━━ Text section

INFOGRAPHIC: Hospitality and leisure
“Every place is good at something,” Tveidt said. “Or a couple of things. A lot of communities try to chase ‘the next big thing.’ For a lot of years, that was green technology. A couple years before that, it was biotech. A couple years before that, it was nanotech. Believe it or not, I was on an internet task force at the [Asheville] Chamber, which just sounds cuckoo now, but at that time, everybody wasn’t using it and it was new.”
Economic developers in Haywood County are still trying to discern what, exactly, is in the cards for the county’s vitality as a whole, but sector information at least gives them an idea how to play their hand.
Probably the most valuable information contained in the data is the total wages paid by each sector, as it directly represents the amount of money the overwhelming majority of Haywood County residents earn and spend on goods and services of their own.
Not surprisingly, the sector that pays the most total wages according to LEAD’s data is the service industry, followed distantly by the education and health services sector. Rounding out the top three is the production of goods.
But the total wages paid are a factor not only of the amount of employees, but also of the average wage.

━━━━
━━ Supplied records

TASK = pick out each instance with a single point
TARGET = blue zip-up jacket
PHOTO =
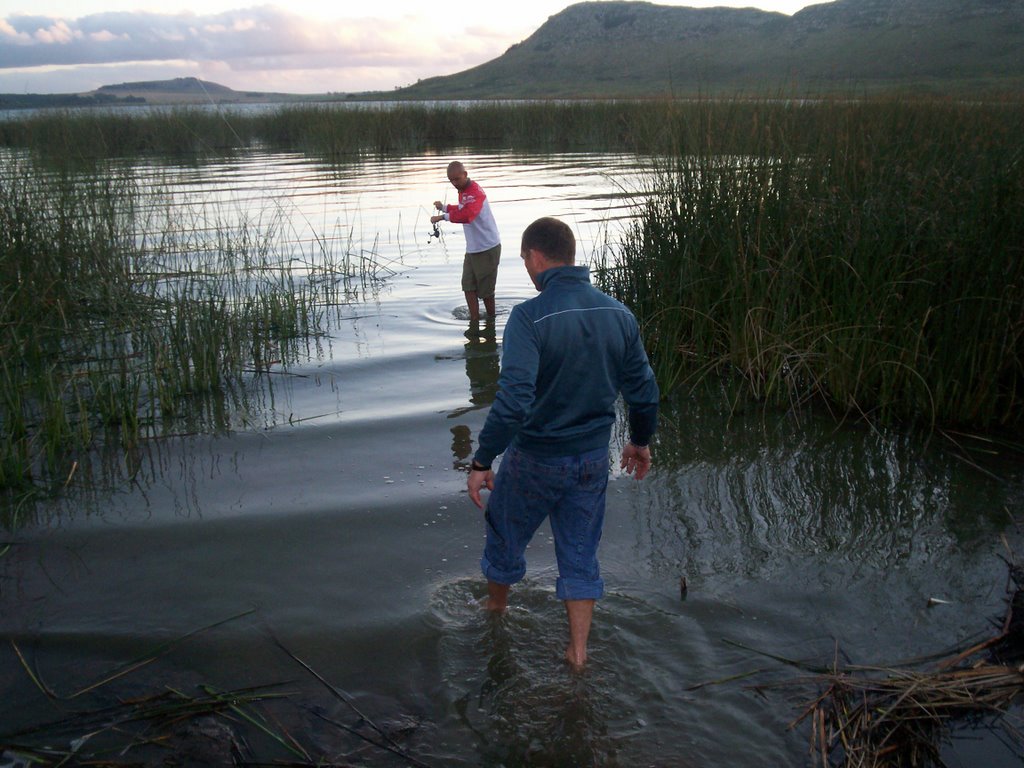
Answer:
(566, 354)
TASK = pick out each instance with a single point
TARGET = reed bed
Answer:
(873, 717)
(338, 130)
(867, 254)
(120, 719)
(119, 324)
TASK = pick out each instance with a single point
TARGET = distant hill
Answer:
(176, 91)
(186, 90)
(641, 49)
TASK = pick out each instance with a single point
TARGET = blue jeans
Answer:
(569, 492)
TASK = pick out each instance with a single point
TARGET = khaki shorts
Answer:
(479, 271)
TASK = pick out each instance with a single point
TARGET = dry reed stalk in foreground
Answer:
(869, 717)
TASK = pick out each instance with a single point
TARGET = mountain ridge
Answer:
(632, 48)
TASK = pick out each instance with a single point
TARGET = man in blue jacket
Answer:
(567, 353)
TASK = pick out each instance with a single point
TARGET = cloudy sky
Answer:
(296, 46)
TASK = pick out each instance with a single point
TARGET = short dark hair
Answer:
(552, 238)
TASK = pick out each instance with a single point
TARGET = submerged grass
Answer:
(869, 254)
(332, 130)
(118, 324)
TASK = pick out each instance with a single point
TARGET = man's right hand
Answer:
(479, 479)
(636, 460)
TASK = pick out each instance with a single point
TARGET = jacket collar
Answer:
(559, 273)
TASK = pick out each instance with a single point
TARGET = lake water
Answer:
(335, 528)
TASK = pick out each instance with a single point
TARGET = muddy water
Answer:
(334, 528)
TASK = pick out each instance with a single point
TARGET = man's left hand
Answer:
(479, 479)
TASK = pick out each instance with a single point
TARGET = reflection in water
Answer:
(513, 690)
(736, 491)
(481, 369)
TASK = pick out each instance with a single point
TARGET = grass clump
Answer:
(870, 254)
(119, 324)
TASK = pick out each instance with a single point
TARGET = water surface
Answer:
(333, 522)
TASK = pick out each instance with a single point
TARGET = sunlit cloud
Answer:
(260, 46)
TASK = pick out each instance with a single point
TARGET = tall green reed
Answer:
(119, 323)
(870, 254)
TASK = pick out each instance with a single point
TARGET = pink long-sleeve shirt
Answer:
(473, 212)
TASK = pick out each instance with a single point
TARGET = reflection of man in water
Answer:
(566, 355)
(481, 368)
(483, 246)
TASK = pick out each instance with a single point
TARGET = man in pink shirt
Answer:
(483, 246)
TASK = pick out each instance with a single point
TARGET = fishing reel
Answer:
(435, 233)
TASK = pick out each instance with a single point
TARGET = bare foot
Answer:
(577, 659)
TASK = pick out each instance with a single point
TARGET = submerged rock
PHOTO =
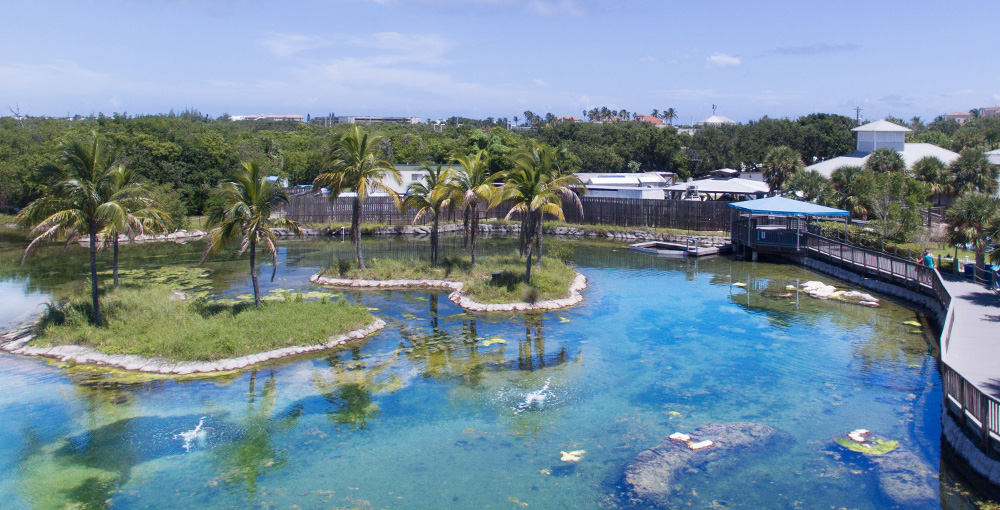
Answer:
(904, 477)
(650, 479)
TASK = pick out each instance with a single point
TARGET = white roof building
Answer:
(715, 120)
(994, 156)
(876, 135)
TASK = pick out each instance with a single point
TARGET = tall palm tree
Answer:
(536, 189)
(972, 218)
(429, 196)
(80, 200)
(885, 160)
(780, 163)
(247, 201)
(974, 172)
(137, 212)
(354, 164)
(474, 183)
(844, 180)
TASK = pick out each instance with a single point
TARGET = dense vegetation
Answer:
(183, 156)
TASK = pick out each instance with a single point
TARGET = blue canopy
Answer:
(786, 207)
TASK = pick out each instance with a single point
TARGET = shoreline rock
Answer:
(15, 342)
(456, 296)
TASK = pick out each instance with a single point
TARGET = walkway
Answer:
(974, 344)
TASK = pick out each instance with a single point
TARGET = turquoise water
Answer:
(422, 415)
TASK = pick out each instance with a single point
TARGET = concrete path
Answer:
(974, 347)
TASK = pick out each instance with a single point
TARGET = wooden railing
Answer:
(972, 402)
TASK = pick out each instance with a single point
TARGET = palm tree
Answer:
(844, 180)
(810, 183)
(780, 163)
(885, 160)
(474, 183)
(137, 212)
(974, 172)
(247, 201)
(80, 201)
(354, 163)
(536, 188)
(972, 218)
(429, 197)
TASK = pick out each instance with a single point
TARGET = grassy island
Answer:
(551, 280)
(150, 321)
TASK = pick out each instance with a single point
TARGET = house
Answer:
(989, 111)
(648, 185)
(370, 119)
(960, 117)
(719, 188)
(876, 135)
(715, 121)
(656, 121)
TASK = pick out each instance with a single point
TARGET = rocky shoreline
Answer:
(15, 342)
(456, 296)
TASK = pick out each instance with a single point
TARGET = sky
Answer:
(497, 58)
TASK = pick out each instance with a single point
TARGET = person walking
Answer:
(928, 258)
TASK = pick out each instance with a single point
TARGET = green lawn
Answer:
(550, 281)
(146, 321)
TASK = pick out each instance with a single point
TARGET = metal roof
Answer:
(782, 206)
(734, 185)
(883, 126)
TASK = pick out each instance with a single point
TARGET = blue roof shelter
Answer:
(774, 225)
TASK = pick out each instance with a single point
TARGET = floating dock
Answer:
(665, 249)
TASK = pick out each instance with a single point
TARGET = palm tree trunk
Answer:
(356, 229)
(475, 235)
(465, 227)
(538, 237)
(527, 251)
(93, 273)
(114, 261)
(253, 273)
(434, 242)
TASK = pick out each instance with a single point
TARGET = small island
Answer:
(155, 329)
(494, 284)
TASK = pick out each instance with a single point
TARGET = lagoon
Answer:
(445, 409)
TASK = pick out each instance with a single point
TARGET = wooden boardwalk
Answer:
(973, 349)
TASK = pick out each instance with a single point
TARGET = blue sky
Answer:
(483, 58)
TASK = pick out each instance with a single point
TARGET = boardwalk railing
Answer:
(972, 402)
(622, 212)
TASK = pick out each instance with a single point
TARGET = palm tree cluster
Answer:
(537, 186)
(605, 114)
(90, 193)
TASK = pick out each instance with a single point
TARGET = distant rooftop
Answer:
(882, 126)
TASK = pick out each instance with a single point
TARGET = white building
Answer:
(876, 135)
(715, 120)
(369, 119)
(648, 185)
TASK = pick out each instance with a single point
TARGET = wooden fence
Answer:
(622, 212)
(972, 402)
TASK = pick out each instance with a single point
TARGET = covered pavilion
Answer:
(775, 225)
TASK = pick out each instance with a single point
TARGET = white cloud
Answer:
(286, 45)
(723, 60)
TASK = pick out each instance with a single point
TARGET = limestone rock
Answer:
(651, 478)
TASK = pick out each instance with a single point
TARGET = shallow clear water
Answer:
(422, 416)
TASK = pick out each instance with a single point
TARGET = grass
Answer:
(550, 281)
(145, 320)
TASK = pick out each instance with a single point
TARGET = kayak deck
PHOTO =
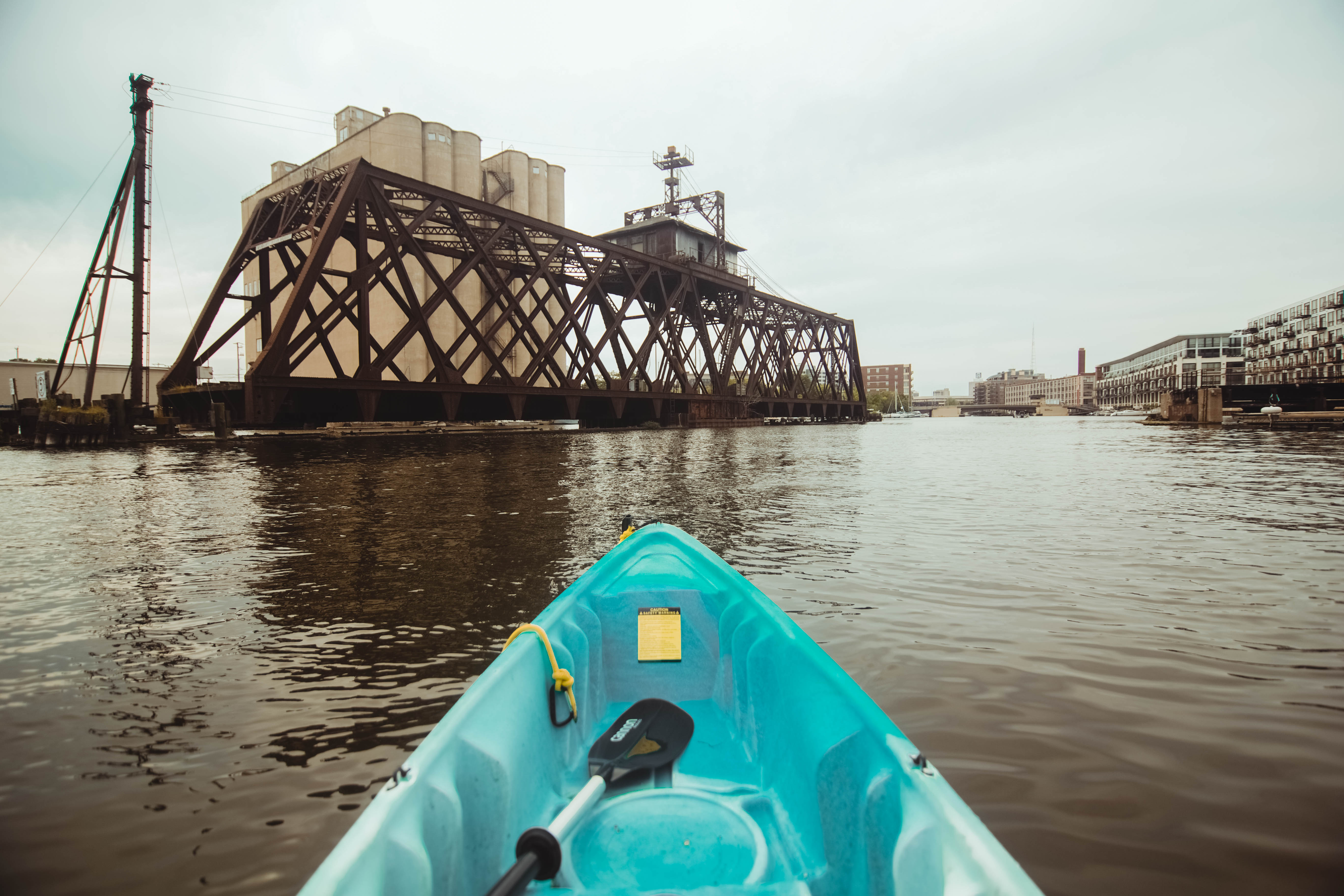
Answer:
(795, 781)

━━━━

* _Exercises to complete_
[a] According to the text about Haywood County, which sector pays the most total wages in LEAD's data?
[b] Write out the text about Haywood County again from "Not surprisingly, the" to "the average wage.", swapping "service industry" for "hospitality industry".

* _Answers for the exercise_
[a] The service industry pays the most total wages.

[b]
Not surprisingly, the sector that pays the most total wages according to LEAD’s data is the hospitality industry, followed distantly by the education and health services sector. Rounding out the top three is the production of goods.
But the total wages paid are a factor not only of the amount of employees, but also of the average wage.